*Work to complete*: Extract each line in the rows below that contains the string "yellow". The match is case-sensitive.
********************
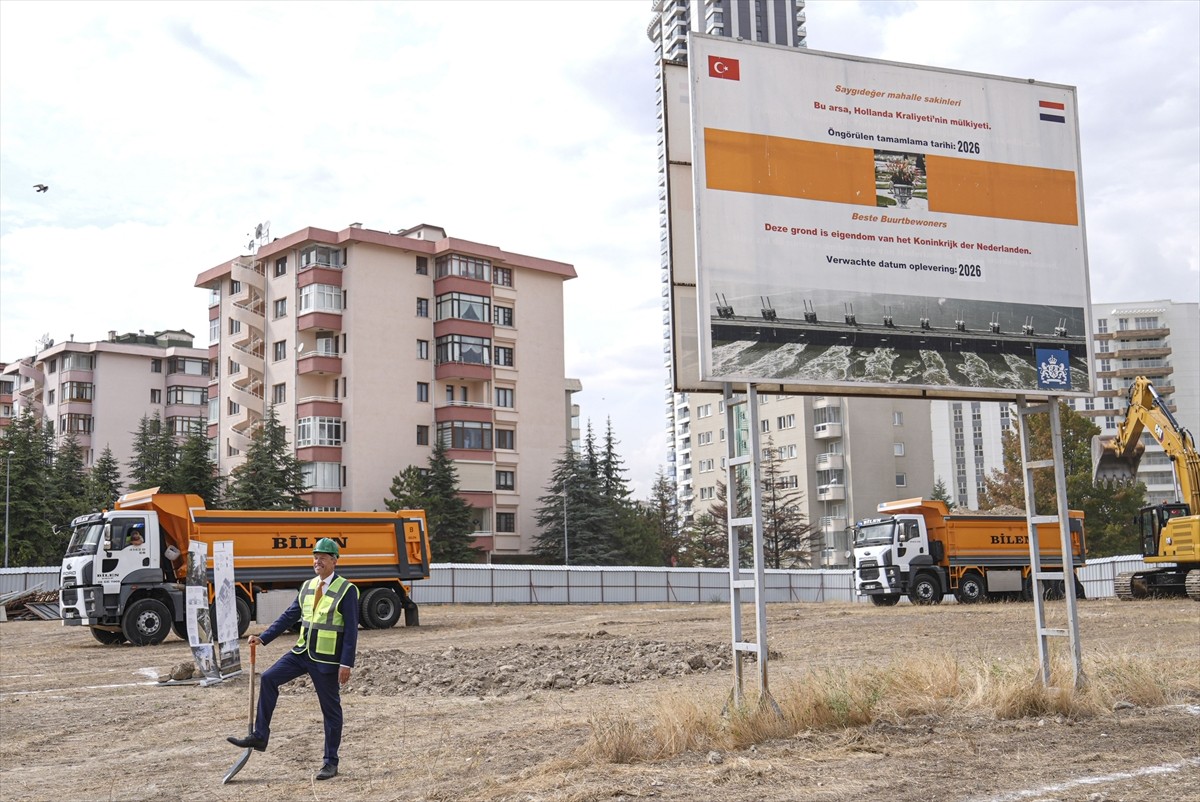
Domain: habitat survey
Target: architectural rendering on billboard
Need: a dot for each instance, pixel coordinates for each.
(875, 227)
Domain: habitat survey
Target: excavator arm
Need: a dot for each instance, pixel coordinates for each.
(1116, 458)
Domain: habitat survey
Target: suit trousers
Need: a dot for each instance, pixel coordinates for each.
(324, 680)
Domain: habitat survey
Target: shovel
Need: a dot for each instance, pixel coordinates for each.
(245, 756)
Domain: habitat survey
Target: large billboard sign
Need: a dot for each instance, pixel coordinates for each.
(868, 227)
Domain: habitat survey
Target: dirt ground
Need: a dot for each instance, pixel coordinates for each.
(496, 704)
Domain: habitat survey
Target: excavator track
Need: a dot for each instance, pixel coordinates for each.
(1192, 585)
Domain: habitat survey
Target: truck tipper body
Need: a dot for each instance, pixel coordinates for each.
(135, 592)
(918, 550)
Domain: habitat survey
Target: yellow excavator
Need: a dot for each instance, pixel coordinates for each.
(1169, 532)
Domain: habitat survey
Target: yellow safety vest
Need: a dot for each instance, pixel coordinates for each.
(325, 621)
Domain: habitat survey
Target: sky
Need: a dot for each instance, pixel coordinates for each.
(167, 131)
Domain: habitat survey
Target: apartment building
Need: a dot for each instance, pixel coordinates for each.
(1159, 340)
(371, 343)
(101, 390)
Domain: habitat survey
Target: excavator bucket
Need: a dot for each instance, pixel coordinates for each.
(1110, 465)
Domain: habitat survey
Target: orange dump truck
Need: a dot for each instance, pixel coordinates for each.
(125, 590)
(922, 551)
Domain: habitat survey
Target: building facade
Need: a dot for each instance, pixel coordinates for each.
(100, 391)
(372, 345)
(1159, 340)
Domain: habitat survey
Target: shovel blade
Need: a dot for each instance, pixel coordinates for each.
(237, 766)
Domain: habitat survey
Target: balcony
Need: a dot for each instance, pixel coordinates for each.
(827, 431)
(829, 461)
(318, 364)
(832, 492)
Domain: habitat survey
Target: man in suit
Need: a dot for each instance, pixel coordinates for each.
(328, 612)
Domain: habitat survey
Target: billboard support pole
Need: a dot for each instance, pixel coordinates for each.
(1045, 585)
(743, 509)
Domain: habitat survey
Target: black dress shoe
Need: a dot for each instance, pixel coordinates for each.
(249, 742)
********************
*Answer for this exercise*:
Target: yellow excavator
Target: yellow safety vest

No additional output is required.